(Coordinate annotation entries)
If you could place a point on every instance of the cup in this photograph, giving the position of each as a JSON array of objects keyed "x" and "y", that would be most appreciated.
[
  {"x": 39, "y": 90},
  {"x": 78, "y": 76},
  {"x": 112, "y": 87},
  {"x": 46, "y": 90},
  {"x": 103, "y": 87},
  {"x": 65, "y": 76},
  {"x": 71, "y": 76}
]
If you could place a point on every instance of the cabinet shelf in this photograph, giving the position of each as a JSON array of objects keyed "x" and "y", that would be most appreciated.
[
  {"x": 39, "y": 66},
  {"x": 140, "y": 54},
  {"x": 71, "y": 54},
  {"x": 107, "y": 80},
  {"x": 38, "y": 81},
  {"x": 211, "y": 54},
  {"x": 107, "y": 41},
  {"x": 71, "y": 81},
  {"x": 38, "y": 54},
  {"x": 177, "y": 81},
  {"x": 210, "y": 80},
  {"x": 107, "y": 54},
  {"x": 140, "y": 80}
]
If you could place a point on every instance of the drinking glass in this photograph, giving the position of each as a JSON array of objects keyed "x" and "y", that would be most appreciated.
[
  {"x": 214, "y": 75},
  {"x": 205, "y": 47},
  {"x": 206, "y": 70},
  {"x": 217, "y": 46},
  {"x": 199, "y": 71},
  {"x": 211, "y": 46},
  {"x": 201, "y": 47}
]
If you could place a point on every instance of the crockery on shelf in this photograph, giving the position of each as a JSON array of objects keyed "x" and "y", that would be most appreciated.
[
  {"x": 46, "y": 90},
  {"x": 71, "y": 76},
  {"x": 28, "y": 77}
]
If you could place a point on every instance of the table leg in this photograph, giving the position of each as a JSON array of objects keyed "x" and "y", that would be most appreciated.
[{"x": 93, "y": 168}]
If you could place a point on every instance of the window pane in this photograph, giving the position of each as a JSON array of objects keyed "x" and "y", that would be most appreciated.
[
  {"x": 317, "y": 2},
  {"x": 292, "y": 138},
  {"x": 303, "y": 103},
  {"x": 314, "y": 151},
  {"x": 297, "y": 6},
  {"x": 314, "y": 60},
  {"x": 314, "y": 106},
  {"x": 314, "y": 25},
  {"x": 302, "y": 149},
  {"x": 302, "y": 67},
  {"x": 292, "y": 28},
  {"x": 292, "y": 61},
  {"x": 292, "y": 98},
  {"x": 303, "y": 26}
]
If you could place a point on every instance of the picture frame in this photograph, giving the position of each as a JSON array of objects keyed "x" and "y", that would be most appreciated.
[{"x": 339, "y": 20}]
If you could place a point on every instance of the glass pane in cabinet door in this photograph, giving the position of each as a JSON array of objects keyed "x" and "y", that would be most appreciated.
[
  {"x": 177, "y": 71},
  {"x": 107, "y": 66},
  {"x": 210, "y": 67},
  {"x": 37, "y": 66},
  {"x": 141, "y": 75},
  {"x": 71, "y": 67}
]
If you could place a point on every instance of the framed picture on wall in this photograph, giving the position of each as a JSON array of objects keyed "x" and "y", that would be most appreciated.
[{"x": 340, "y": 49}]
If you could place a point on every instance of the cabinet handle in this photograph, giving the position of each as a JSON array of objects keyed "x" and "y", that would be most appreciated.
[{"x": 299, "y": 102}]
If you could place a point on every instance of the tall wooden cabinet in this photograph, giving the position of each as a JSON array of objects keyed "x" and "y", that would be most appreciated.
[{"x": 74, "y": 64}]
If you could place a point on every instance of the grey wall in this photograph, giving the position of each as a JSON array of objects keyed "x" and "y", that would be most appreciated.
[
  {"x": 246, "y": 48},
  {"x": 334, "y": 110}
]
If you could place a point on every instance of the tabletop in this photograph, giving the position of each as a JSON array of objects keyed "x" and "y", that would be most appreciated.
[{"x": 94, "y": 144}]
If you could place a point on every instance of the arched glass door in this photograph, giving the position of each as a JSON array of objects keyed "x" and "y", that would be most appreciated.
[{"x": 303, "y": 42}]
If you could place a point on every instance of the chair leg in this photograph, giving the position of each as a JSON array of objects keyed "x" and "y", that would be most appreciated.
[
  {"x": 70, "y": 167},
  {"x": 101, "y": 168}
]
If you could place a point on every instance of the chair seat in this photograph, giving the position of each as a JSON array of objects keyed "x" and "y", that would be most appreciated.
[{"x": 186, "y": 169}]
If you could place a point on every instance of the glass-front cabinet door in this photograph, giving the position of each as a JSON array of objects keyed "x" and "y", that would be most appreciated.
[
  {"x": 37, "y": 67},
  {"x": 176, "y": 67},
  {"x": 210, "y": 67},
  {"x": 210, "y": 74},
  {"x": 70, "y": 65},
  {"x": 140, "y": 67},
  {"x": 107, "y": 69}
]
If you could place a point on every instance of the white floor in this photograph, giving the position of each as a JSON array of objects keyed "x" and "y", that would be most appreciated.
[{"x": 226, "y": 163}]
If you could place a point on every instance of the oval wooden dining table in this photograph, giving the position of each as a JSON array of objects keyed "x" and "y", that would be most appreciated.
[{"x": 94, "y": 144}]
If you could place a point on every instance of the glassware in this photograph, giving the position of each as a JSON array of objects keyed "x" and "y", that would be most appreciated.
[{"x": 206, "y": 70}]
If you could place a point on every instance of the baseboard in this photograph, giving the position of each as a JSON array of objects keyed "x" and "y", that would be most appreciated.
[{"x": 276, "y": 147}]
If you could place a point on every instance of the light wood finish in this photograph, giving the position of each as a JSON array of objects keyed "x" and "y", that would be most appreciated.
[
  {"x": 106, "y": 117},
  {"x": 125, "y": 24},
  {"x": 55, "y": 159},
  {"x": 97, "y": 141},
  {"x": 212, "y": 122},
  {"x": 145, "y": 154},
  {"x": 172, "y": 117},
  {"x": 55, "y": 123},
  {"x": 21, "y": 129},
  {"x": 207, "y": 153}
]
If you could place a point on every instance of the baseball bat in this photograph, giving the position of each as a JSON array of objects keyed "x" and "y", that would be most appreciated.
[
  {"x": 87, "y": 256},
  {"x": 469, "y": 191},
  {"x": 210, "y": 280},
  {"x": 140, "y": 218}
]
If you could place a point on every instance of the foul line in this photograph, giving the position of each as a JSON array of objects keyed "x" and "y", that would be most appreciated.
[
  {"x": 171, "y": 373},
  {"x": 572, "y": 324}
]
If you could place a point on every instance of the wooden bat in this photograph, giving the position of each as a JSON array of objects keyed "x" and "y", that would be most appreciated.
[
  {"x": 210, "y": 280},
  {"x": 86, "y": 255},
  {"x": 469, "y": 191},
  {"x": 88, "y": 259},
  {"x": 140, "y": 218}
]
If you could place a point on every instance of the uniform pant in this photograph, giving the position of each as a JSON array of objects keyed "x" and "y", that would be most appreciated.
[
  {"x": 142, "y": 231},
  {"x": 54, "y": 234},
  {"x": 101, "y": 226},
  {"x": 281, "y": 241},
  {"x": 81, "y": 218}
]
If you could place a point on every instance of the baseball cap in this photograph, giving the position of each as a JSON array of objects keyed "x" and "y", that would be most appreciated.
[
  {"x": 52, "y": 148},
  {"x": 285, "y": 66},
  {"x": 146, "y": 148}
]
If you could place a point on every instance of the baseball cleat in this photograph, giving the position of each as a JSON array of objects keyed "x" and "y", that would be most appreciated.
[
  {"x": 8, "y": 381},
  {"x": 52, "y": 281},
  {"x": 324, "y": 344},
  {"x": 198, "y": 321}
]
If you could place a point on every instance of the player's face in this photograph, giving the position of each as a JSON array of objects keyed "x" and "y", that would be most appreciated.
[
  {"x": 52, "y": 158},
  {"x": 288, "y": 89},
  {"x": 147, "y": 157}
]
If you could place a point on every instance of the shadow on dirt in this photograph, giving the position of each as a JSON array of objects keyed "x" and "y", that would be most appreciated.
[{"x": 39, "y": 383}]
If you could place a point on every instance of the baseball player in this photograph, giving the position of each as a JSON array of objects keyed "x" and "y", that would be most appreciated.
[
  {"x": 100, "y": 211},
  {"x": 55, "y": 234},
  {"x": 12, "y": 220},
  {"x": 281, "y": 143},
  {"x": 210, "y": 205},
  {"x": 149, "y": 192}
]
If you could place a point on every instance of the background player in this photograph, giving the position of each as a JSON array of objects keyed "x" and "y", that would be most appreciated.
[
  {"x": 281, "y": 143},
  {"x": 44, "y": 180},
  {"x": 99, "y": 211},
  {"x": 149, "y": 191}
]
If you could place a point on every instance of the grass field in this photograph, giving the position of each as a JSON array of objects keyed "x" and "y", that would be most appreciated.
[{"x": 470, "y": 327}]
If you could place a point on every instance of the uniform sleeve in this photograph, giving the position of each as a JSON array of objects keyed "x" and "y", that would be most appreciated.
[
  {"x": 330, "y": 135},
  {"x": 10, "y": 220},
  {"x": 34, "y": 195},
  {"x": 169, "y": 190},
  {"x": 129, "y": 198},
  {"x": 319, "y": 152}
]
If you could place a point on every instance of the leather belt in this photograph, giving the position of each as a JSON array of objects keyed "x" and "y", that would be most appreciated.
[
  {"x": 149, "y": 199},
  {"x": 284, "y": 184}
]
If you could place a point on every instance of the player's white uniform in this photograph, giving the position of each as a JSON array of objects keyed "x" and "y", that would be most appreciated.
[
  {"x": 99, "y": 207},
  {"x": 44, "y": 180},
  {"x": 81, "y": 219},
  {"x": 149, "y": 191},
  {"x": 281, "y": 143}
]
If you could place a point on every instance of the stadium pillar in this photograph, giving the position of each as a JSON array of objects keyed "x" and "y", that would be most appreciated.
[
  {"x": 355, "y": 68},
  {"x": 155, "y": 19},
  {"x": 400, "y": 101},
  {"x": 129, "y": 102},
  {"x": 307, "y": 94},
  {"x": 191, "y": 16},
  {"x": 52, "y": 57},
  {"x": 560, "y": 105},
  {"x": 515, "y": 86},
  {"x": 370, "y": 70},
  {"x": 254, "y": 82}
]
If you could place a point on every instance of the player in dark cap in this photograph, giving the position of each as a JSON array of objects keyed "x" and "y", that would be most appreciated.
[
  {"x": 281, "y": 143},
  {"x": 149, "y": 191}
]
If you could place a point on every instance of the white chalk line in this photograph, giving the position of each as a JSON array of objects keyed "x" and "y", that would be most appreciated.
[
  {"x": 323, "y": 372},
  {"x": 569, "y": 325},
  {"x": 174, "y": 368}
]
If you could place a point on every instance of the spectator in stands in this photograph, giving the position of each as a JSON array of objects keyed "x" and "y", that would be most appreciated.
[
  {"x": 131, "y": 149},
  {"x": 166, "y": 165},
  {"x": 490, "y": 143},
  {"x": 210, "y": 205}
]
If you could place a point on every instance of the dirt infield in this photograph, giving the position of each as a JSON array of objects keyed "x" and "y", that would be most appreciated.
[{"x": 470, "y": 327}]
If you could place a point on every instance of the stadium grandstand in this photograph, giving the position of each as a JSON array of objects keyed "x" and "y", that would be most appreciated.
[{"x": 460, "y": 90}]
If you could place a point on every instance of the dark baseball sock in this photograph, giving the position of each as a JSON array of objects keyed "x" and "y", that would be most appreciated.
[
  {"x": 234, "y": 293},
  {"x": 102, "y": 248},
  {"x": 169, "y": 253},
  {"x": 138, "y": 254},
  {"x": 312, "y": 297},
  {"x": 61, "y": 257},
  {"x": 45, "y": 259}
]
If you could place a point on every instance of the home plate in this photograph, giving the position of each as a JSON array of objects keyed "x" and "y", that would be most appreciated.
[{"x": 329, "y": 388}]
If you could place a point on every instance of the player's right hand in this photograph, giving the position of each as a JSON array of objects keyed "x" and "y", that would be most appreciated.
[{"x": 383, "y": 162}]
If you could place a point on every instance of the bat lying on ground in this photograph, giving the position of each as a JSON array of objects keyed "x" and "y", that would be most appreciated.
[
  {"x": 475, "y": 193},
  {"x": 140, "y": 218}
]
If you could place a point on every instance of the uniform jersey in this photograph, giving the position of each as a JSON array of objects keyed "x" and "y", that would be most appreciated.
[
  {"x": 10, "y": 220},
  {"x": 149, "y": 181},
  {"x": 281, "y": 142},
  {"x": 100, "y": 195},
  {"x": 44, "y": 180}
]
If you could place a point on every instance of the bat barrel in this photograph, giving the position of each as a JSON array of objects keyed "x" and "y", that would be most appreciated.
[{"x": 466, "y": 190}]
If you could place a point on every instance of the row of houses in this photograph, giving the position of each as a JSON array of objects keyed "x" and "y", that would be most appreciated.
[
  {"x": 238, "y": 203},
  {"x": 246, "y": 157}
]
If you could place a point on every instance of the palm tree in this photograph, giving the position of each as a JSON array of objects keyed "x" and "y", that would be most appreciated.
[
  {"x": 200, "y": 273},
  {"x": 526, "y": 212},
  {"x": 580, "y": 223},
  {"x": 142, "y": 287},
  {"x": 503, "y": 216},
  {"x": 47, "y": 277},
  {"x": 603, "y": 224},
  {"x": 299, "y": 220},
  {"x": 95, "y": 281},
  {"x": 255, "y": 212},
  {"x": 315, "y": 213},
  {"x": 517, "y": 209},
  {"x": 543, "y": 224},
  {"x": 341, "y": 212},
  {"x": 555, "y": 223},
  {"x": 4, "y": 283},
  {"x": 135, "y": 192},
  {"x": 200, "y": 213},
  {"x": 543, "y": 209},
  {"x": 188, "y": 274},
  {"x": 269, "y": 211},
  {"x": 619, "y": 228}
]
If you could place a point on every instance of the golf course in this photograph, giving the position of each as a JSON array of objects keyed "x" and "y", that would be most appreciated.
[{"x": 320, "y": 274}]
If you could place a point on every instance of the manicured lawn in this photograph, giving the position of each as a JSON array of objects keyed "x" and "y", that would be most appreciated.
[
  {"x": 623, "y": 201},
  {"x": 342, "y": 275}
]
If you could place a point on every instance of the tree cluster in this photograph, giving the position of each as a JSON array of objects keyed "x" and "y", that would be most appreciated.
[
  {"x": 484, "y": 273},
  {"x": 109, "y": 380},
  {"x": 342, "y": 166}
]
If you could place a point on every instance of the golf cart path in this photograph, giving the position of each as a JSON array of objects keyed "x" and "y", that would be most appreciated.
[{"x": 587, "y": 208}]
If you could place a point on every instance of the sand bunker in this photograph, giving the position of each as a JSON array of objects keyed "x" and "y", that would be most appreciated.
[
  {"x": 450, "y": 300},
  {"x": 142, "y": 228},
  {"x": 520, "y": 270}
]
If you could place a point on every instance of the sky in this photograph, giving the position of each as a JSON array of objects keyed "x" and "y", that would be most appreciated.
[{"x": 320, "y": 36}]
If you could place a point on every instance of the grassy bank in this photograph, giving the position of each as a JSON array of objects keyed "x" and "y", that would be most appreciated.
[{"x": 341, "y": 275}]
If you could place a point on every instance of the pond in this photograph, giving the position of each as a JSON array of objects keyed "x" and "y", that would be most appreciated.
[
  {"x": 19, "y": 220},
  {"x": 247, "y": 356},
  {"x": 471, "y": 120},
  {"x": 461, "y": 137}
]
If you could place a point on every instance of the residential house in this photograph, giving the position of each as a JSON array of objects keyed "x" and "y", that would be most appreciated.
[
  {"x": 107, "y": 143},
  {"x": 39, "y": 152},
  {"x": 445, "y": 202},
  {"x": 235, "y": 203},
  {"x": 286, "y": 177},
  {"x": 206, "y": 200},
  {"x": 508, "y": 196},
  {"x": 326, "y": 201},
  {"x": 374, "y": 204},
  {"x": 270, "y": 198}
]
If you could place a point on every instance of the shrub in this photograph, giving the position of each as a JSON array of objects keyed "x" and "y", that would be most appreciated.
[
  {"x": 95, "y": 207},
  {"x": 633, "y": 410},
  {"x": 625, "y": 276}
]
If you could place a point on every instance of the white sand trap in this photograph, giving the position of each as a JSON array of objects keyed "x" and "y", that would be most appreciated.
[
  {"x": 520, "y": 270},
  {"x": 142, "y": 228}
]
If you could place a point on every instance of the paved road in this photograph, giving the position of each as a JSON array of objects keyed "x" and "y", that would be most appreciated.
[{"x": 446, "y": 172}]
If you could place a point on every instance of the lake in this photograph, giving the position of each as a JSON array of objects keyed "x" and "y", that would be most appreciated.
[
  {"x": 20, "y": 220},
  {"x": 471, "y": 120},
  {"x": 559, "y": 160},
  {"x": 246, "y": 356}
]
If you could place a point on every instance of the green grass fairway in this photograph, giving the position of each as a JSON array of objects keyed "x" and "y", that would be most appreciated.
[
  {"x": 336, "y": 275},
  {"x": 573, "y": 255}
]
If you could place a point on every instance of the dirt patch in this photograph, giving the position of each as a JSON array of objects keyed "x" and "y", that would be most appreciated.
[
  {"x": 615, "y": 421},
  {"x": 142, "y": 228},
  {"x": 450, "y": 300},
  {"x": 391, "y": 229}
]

* **YOUR TASK**:
Starting at the line with "of the shrub", copy every line up to and including the last one in the entries above.

* **TASK ANSWER**:
If you could place a point on every instance of the shrub in this photograph, giving the position of each as a JSON array of objects keyed "x" and "y", that would be most appreciated.
[
  {"x": 95, "y": 207},
  {"x": 633, "y": 410},
  {"x": 625, "y": 276}
]
If you could place a point on every instance of the white sand trap in this photograph, giving the position of each as a JSON array of objects keyed "x" and "y", that would be most appreciated.
[
  {"x": 520, "y": 270},
  {"x": 142, "y": 228}
]
If you could place a point on every instance of the paved road in this photograph, giving the position of each as a JSON array of objects keyed "x" and "y", that would be most appreciated.
[{"x": 446, "y": 172}]
If you could place a point on every instance of the lake in this photograph, giving the position of each as a JSON array of objects keyed "x" and "y", that would be most appreciated.
[
  {"x": 20, "y": 220},
  {"x": 471, "y": 120},
  {"x": 559, "y": 160},
  {"x": 246, "y": 356}
]
If you could place a point on every instance of the green grass fairway in this photograph, giving the position of each as a JSON array of objects keyed "x" and "y", that would be most appreciated.
[
  {"x": 336, "y": 275},
  {"x": 573, "y": 255}
]
If you could place a point on every instance of the dirt patch in this photograph, giving the position of each as a JSON array of objects keyed "x" and "y", that would be most appreciated.
[
  {"x": 615, "y": 421},
  {"x": 142, "y": 228},
  {"x": 450, "y": 300},
  {"x": 391, "y": 229}
]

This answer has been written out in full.